§ **やること**
1: 下の本文によると、田主松常務取締役に話を聞いたのはなぜですか。本文に書かれている理由を1〜3文で説明してください。
2: 記録のうち、「Identify the treeline」を含む行から「[228,308,817,545]」を含む行までを、空行を除いてMarkdownの表に変えてください。列名は「番号」と「内容」として、行番号とその行を入れてください。

§ **本文**

↓

日本ベネックスは1957年10月1日に創業し、65年の歳月が経ちました。長崎の小さなものづくり工場から始まったわたしたちは、時代の荒波をどう乗り越え、どう未来を拓いていくのか。創業100年に向け、持続的な成長をするためのヒントを探るべく、当社の歴史を長く知る、田主松(たしゅまつ)常務取締役に話を聞きました。まずはこんなお話から。

(取材・編集:社長室)


1.努力は夢中に勝てない

常務取締役の田主松(たしゅまつ)さん

――:
「創業から65年を迎えたいま、社員へ伝えたいこと」をテーマに話を聞かせていただきたいです。

田主松:
そんな大それたことないよ。

――:
まず、日本ベネックスに入社されたのはいつですか?

田主松:
30歳。いま72歳だから42年前か。長いですねぇ。

――:
入社のきっかけは?

田主松:
東芝で働きはじめてずっと横浜にいて、28歳のときに長崎へ戻りました。30歳のとき、たまたま「小林製作所」(日本ベネックスの当時の社名)の求人票を見つけて、応募したのが始まりです。

――:
なぜ応募しようと思ったのですか?

↑

§ **提供資料**
↓

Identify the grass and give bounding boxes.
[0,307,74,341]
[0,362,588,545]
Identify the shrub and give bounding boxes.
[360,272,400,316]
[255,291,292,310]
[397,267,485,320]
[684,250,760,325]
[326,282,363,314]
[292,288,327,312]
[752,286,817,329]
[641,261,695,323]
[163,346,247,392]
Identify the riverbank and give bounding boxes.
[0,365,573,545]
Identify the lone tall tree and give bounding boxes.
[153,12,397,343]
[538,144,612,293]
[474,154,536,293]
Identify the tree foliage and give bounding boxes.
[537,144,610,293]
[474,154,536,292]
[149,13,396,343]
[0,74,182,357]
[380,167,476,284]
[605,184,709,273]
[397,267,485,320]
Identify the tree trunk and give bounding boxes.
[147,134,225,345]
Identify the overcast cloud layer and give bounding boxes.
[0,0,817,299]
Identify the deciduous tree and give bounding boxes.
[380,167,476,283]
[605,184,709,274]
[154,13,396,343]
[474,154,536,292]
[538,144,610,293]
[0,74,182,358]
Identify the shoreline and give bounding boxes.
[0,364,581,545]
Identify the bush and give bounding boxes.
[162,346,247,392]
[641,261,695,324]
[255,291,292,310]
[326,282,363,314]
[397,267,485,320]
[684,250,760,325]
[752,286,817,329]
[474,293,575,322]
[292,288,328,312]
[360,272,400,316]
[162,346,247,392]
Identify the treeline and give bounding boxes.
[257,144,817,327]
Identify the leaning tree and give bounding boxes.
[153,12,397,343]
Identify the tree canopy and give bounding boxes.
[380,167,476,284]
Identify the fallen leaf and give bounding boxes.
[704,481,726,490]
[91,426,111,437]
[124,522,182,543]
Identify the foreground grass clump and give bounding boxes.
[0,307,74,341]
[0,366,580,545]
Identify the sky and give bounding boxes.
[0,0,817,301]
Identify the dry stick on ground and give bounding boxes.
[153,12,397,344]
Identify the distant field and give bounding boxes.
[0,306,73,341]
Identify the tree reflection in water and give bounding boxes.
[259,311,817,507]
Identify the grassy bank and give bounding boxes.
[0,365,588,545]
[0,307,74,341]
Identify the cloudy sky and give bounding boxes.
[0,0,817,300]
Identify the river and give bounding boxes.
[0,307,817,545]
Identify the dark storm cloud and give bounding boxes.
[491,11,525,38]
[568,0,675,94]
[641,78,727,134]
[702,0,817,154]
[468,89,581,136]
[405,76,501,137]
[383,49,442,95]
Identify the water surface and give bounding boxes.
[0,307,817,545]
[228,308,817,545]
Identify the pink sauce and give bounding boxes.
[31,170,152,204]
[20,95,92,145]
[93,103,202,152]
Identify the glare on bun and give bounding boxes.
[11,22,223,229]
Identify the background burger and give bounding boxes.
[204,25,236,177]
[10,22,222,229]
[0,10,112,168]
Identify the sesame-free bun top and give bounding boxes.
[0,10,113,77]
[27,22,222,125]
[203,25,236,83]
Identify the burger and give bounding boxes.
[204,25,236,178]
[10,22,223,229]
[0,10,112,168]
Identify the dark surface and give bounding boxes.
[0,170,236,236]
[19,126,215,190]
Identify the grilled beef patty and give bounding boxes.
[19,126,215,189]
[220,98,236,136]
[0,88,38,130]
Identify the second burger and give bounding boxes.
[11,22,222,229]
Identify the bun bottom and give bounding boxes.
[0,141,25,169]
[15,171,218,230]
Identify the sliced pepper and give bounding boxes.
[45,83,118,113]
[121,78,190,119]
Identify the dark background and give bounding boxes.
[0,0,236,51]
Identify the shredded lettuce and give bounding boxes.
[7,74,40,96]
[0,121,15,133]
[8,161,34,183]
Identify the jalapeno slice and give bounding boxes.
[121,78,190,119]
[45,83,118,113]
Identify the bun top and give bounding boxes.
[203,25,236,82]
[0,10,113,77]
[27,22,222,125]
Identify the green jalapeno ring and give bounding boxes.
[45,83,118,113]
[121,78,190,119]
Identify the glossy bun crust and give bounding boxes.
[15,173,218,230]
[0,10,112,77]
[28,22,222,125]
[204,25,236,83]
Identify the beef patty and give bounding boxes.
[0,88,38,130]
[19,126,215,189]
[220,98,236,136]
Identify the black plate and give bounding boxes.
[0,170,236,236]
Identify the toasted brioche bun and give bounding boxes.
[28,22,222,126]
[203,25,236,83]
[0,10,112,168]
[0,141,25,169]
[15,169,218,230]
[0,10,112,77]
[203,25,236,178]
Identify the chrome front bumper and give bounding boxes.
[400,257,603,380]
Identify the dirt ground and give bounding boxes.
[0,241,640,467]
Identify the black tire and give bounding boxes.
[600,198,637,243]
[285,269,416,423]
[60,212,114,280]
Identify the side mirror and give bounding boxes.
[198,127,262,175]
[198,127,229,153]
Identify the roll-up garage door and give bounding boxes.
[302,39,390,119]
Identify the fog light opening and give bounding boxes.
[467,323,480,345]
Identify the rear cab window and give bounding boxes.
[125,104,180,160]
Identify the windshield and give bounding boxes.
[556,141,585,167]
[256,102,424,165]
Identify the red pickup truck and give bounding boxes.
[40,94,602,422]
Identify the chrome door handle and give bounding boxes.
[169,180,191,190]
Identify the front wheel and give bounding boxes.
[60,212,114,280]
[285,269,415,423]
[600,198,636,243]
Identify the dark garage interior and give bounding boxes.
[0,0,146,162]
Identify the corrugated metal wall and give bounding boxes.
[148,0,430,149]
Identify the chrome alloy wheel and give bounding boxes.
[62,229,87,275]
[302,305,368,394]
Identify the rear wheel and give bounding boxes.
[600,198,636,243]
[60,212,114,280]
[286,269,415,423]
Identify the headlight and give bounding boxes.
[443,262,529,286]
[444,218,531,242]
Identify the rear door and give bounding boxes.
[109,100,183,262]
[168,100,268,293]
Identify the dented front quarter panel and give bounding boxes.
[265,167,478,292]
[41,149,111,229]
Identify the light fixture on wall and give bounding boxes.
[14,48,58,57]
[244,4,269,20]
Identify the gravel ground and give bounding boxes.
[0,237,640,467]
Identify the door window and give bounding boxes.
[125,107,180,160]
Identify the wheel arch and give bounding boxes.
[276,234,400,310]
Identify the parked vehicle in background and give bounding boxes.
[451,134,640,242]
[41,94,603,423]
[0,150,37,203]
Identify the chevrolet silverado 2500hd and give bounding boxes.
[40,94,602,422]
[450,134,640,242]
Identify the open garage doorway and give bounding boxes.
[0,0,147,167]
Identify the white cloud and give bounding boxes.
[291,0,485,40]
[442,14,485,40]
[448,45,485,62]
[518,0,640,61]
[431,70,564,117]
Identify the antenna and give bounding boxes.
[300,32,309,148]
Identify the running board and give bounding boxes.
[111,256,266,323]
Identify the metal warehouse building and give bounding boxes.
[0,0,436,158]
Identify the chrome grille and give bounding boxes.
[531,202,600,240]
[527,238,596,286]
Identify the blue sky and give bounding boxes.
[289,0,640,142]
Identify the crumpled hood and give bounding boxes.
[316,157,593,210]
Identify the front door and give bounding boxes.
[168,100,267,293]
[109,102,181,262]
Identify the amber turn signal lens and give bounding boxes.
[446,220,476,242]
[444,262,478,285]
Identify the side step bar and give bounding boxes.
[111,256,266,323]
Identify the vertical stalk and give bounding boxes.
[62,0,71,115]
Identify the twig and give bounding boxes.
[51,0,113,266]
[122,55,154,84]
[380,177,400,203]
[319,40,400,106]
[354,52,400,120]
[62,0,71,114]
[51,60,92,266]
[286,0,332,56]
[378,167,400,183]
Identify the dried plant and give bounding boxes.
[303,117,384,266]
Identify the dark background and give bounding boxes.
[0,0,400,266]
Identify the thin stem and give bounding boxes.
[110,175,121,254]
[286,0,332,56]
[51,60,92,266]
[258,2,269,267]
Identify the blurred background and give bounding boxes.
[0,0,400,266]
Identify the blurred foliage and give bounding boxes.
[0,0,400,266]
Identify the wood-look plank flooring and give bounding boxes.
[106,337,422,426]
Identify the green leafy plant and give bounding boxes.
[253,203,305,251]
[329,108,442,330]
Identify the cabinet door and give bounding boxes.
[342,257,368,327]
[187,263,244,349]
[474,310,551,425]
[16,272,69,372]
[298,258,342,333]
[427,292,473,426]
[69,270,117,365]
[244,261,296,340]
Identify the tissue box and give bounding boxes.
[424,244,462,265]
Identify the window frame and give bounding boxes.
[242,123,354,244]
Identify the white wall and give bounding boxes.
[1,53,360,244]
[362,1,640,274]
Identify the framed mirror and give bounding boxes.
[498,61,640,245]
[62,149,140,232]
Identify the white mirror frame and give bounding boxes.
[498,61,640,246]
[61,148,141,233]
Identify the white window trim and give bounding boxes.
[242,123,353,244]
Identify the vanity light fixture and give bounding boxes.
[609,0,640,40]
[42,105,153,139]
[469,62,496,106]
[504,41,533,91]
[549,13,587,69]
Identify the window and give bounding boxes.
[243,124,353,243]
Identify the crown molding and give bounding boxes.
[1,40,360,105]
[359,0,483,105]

↑
↓

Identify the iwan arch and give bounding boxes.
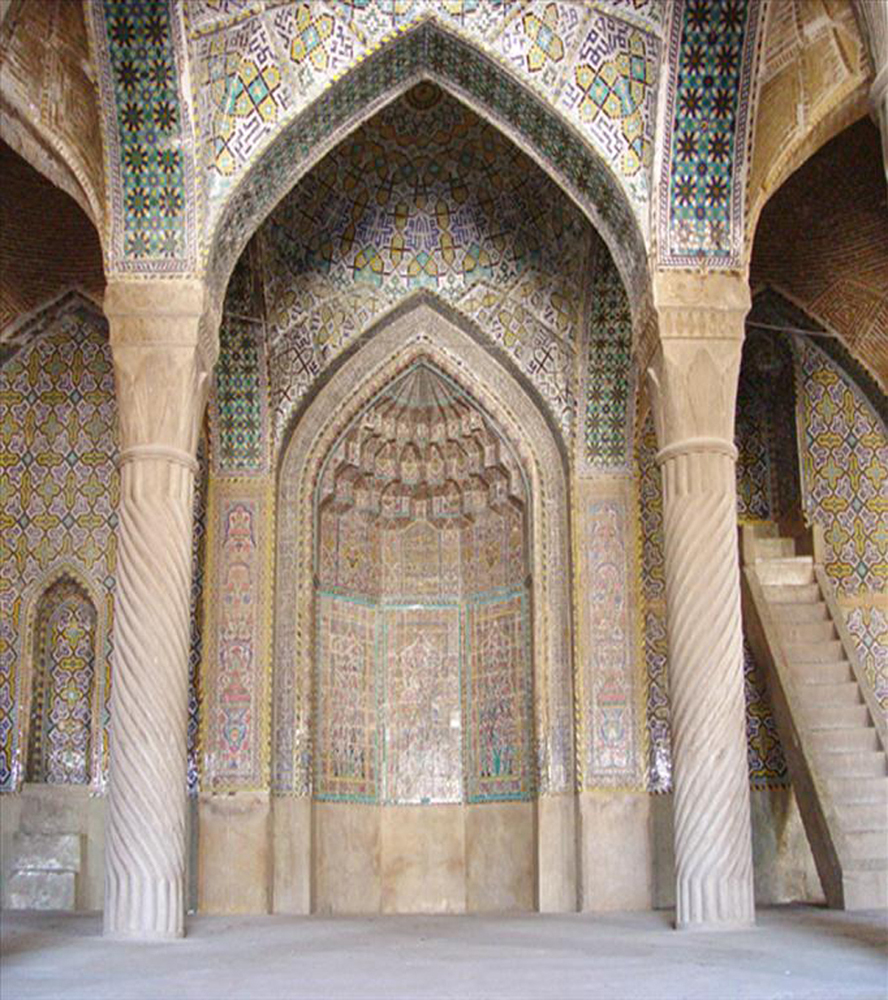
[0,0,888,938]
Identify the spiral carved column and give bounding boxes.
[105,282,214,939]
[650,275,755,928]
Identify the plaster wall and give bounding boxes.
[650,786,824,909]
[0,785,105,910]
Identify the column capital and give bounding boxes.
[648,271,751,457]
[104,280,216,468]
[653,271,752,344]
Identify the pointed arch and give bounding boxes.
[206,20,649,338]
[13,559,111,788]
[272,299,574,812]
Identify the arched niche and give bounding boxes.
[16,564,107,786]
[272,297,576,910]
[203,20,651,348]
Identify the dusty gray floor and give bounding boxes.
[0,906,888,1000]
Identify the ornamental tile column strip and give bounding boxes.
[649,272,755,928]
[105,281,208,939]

↑
↓

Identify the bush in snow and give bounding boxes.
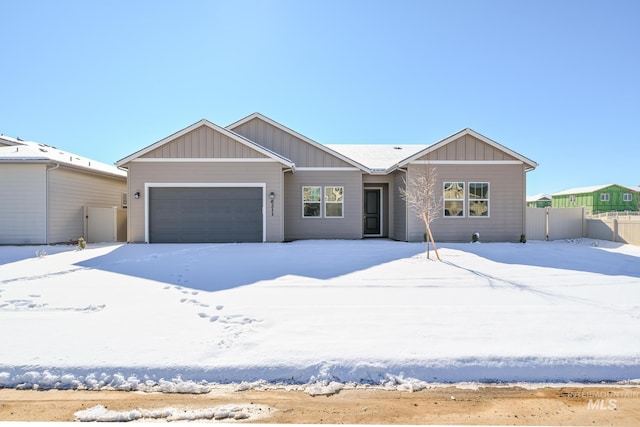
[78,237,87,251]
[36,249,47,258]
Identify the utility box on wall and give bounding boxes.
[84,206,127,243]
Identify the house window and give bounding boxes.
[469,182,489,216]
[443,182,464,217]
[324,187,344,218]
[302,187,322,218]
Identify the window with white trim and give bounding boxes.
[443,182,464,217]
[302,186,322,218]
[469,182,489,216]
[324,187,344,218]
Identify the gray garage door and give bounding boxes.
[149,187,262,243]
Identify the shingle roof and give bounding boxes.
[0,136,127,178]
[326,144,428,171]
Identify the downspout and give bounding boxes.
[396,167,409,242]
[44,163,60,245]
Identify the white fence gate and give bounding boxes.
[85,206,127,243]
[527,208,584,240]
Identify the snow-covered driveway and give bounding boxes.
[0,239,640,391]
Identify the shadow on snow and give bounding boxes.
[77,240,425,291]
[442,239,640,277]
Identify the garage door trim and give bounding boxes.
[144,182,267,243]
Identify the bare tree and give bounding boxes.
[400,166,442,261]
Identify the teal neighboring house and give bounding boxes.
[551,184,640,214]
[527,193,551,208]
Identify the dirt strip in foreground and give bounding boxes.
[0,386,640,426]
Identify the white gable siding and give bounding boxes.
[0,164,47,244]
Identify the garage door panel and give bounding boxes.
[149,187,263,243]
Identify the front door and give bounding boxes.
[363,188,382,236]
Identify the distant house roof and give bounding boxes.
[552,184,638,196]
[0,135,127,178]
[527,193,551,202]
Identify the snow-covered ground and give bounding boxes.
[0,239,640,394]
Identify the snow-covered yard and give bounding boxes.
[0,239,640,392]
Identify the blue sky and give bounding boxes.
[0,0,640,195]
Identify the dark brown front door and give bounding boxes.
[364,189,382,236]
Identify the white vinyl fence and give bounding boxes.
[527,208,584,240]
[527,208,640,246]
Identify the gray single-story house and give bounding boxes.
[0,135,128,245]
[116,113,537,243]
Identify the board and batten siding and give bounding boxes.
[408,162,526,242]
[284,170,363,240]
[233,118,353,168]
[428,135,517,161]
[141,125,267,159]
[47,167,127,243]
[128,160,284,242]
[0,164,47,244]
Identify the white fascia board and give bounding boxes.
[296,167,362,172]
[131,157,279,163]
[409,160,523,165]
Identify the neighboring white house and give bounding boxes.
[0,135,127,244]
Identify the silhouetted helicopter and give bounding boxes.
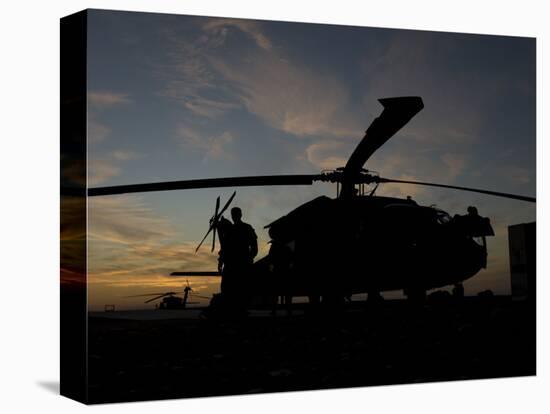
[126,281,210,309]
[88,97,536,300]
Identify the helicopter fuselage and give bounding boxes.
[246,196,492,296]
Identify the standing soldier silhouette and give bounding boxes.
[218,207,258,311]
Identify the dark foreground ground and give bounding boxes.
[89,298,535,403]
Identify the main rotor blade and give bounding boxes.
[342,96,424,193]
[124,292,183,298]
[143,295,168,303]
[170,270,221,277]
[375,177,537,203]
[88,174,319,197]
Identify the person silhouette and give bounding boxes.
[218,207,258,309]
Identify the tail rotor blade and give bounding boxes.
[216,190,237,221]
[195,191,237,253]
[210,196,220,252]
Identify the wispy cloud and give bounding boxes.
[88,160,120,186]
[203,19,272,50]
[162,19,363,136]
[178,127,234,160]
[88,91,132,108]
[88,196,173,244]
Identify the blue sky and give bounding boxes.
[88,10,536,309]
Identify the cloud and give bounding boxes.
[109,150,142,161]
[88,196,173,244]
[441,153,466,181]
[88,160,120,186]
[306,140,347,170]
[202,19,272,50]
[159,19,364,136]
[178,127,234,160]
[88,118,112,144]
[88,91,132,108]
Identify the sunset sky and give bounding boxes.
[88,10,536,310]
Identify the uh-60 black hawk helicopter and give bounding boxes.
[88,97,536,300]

↑

§ **課題ごとの答え**
1: 日本ベネックスが創業100年に向けて持続的に成長するためのヒントを探るためです。田主松さんは会社の歴史を長く知っているので、その人に話を聞きました。

2:
| 番号 | 内容 |
|---|---|
| 1 | Identify the treeline and give bounding boxes. |
| 2 | [257,144,817,327] |
| 3 | Identify the leaning tree and give bounding boxes. |
| 4 | [153,12,397,343] |
| 5 | Identify the tree canopy and give bounding boxes. |
| 6 | [380,167,476,284] |
| 7 | Identify the fallen leaf and give bounding boxes. |
| 8 | [704,481,726,490] |
| 9 | [91,426,111,437] |
| 10 | [124,522,182,543] |
| 11 | Identify the foreground grass clump and give bounding boxes. |
| 12 | [0,307,74,341] |
| 13 | [0,366,580,545] |
| 14 | Identify the sky and give bounding boxes. |
| 15 | [0,0,817,301] |
| 16 | Identify the dry stick on ground and give bounding boxes. |
| 17 | [153,12,397,344] |
| 18 | Identify the distant field and give bounding boxes. |
| 19 | [0,306,73,341] |
| 20 | Identify the tree reflection in water and give bounding boxes. |
| 21 | [259,311,817,507] |
| 22 | Identify the grassy bank and give bounding boxes. |
| 23 | [0,365,588,545] |
| 24 | [0,307,74,341] |
| 25 | Identify the cloudy sky and give bounding boxes. |
| 26 | [0,0,817,300] |
| 27 | Identify the river and give bounding boxes. |
| 28 | [0,307,817,545] |
| 29 | Identify the dark storm cloud and give bounding boxes. |
| 30 | [491,11,525,38] |
| 31 | [568,0,675,94] |
| 32 | [641,78,727,134] |
| 33 | [702,0,817,154] |
| 34 | [468,89,581,136] |
| 35 | [405,76,501,137] |
| 36 | [383,49,442,95] |
| 37 | Identify the water surface and give bounding boxes. |
| 38 | [0,307,817,545] |
| 39 | [228,308,817,545] |